··· Records to use

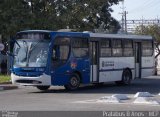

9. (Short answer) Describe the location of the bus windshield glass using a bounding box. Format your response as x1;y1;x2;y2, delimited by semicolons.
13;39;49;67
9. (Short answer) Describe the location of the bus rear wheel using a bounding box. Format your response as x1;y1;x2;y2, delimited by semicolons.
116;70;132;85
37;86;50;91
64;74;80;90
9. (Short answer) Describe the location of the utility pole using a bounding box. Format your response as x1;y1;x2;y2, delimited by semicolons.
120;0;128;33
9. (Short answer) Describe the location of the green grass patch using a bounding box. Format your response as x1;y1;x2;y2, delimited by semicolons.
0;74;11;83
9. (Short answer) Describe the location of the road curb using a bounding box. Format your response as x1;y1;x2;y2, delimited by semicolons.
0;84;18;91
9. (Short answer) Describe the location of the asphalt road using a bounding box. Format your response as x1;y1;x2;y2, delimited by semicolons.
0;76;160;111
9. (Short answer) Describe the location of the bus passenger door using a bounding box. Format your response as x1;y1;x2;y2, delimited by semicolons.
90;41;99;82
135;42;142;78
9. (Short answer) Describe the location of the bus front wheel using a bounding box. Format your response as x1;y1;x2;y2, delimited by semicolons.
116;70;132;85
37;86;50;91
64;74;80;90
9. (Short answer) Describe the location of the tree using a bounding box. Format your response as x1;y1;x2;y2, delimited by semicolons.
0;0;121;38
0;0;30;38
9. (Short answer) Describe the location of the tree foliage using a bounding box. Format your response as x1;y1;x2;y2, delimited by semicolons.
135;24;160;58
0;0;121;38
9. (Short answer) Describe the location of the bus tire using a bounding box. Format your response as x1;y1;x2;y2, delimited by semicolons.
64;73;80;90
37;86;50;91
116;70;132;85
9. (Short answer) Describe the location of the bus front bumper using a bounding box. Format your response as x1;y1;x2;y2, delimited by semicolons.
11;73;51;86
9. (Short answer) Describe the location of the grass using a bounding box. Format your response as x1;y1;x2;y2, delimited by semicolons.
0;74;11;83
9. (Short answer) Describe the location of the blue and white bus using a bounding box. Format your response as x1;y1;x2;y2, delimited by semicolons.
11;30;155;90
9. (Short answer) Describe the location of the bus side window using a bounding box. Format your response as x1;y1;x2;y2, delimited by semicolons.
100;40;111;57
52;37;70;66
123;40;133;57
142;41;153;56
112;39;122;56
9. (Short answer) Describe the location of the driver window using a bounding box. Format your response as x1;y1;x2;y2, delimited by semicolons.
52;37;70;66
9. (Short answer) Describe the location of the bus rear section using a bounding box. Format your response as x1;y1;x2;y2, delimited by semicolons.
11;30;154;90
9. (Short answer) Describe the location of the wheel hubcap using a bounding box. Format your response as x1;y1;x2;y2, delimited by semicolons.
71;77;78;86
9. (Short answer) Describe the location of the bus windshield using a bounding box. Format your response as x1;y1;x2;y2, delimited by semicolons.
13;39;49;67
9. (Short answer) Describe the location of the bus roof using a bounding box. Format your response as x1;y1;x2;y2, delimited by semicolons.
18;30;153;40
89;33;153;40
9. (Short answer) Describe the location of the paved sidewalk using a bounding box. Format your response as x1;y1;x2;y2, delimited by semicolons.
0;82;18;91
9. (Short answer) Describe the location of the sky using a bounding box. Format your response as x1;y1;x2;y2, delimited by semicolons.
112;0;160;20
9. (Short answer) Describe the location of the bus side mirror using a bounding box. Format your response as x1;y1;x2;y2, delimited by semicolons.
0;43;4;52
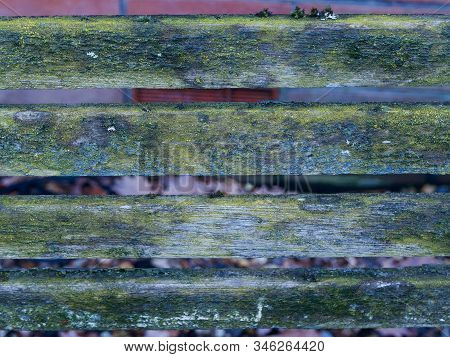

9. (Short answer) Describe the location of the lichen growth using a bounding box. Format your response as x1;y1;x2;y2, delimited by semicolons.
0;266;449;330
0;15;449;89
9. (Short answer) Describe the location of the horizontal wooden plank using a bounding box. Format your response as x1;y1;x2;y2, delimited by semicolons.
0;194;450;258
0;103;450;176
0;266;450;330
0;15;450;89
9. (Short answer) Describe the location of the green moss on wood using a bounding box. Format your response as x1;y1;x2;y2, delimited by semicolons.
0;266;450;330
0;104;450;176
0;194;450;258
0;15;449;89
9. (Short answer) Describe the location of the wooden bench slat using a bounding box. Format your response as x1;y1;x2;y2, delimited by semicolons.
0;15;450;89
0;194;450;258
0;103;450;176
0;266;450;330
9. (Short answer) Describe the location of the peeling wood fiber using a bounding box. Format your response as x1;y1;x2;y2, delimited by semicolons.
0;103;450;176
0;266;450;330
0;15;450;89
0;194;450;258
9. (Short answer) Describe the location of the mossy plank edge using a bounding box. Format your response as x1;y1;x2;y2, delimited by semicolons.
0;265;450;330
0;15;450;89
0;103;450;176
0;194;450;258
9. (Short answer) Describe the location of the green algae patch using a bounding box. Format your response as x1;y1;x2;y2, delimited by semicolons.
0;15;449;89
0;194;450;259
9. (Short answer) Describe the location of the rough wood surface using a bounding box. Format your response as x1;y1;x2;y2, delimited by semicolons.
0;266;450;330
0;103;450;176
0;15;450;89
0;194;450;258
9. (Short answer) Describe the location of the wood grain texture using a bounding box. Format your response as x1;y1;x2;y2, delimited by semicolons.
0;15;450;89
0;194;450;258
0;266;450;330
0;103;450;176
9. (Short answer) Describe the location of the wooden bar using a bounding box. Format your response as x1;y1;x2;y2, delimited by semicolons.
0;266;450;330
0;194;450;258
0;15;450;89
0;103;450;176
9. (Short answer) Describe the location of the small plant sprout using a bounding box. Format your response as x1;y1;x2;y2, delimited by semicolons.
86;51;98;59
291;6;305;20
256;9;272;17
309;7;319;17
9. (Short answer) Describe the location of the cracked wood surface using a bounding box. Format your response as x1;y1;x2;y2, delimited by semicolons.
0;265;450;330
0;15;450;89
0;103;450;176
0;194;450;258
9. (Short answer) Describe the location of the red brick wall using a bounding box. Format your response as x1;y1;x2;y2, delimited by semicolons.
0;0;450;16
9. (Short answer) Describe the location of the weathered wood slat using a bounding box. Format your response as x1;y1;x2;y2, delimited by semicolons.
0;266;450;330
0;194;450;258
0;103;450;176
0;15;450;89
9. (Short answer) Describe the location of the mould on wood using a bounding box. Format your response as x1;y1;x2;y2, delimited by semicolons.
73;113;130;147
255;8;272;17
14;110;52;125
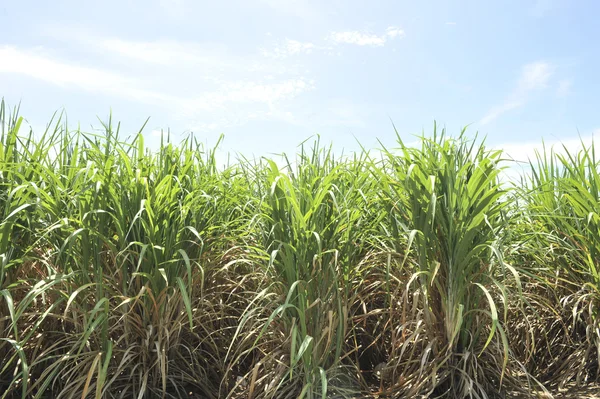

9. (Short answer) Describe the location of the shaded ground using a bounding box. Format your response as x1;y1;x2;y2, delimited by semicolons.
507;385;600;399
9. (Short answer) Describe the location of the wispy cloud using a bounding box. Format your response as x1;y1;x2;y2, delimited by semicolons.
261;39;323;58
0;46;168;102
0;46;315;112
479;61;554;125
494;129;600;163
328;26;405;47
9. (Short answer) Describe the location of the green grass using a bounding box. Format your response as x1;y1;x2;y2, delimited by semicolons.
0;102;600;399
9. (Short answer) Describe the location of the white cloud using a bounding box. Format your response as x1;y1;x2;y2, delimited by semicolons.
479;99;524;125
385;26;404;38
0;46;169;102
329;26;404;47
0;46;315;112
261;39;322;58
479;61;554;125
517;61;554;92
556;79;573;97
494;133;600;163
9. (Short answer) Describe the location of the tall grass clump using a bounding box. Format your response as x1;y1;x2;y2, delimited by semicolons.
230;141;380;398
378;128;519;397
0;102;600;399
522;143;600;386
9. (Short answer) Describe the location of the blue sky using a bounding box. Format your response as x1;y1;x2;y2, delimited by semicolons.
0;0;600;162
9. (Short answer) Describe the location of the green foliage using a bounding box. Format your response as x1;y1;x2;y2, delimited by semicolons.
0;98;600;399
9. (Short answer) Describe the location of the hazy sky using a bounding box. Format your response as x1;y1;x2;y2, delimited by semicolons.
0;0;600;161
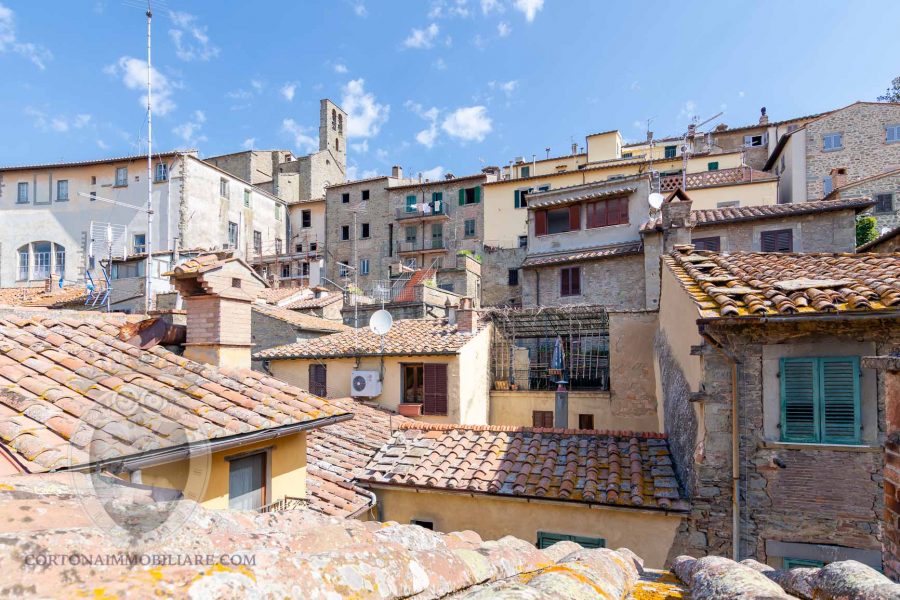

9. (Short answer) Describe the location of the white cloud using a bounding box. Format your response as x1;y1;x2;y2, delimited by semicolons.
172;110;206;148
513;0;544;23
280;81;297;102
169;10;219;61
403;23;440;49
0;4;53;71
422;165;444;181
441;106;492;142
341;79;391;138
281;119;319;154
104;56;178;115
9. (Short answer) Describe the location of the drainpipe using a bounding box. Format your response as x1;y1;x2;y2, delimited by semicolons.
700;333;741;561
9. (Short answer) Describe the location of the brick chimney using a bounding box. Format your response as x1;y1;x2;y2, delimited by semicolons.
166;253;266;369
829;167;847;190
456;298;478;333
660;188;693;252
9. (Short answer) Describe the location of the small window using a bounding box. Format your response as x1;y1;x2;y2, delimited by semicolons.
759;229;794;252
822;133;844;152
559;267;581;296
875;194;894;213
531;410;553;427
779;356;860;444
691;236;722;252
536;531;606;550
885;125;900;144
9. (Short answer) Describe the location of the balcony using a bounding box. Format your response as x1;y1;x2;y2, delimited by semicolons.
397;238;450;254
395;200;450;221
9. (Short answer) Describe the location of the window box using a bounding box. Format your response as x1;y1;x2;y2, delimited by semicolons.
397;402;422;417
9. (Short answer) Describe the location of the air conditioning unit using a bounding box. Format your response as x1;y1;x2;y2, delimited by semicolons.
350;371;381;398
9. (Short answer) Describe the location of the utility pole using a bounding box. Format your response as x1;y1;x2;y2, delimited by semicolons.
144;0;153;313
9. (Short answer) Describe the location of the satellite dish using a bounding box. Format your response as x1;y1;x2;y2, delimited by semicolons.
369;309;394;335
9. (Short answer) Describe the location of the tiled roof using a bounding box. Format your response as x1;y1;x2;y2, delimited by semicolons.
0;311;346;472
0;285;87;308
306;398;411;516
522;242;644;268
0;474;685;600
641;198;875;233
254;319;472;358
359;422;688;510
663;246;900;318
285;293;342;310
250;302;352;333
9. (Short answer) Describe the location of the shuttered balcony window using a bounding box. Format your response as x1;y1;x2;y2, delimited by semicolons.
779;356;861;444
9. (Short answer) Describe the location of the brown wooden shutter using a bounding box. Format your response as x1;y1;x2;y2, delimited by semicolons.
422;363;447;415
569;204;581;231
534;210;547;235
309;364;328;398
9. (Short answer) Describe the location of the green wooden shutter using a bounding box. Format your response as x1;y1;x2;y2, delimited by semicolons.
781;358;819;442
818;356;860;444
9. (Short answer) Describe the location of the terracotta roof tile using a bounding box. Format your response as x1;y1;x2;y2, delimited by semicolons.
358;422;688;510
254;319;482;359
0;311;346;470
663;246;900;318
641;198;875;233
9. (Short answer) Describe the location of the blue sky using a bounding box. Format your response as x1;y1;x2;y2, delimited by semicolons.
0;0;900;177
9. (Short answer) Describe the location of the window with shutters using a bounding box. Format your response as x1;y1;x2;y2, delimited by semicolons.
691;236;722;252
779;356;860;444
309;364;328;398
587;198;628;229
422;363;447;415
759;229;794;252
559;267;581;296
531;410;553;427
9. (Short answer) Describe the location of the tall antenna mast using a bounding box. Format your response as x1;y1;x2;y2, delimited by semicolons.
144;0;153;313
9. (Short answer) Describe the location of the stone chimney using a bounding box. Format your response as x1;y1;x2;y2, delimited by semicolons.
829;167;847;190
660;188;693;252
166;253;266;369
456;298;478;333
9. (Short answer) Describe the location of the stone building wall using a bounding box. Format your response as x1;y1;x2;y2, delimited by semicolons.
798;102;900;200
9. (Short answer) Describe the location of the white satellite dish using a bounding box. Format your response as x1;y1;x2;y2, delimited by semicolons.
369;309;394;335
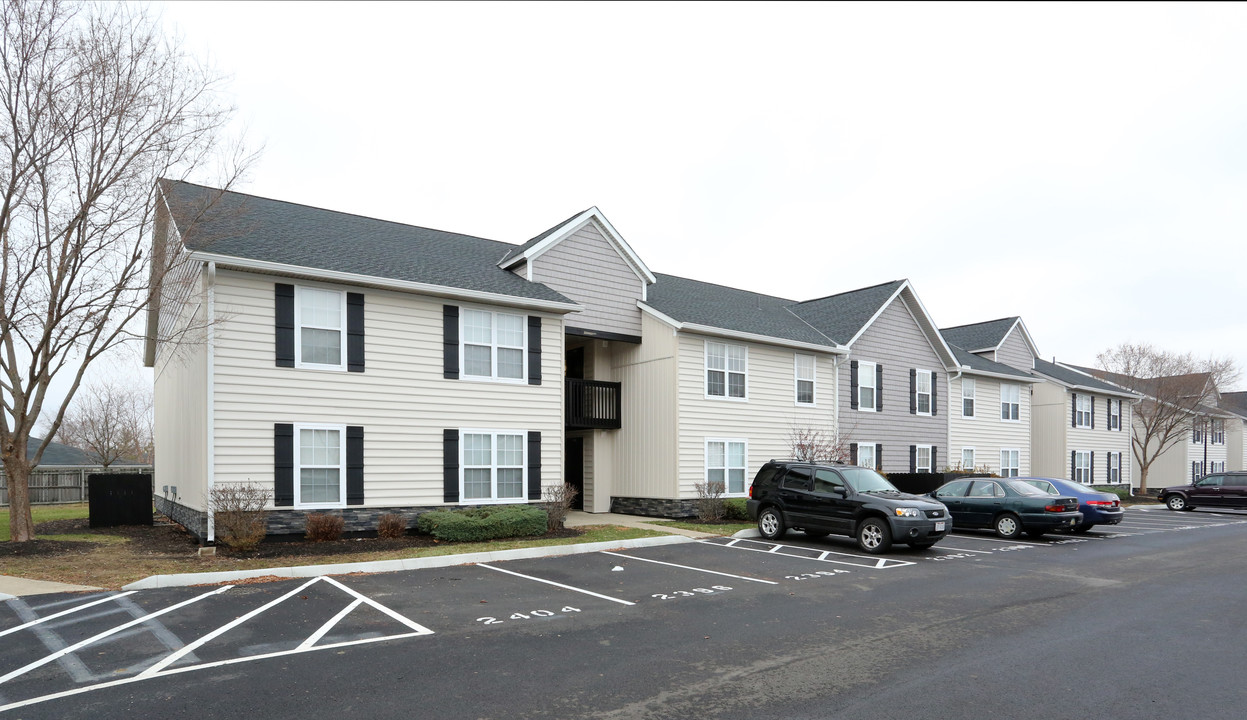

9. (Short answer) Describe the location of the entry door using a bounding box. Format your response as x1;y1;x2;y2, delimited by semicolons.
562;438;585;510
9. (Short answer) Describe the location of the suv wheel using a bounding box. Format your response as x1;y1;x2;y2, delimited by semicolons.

······

- **Objective**: Reproduce word for word the stretch from the first line through the line containing "120;0;128;33", both included. Leave the pictures out of your answer.

- **Exercise response**:
9. (Short answer) Describe the location of the bus windshield glass using a bounding box. Format your response as x1;y1;x2;y2, delimited by semicolons.
13;39;49;67
9. (Short answer) Describe the location of the bus rear wheel using a bounding box. Format your response as x1;y1;x2;y2, delimited by semicolons.
116;70;132;85
37;86;50;91
64;74;80;90
9. (Short answer) Describe the location of the utility pole using a bounding box. Format your response as x1;y1;x2;y2, delimited by semicolons.
120;0;128;33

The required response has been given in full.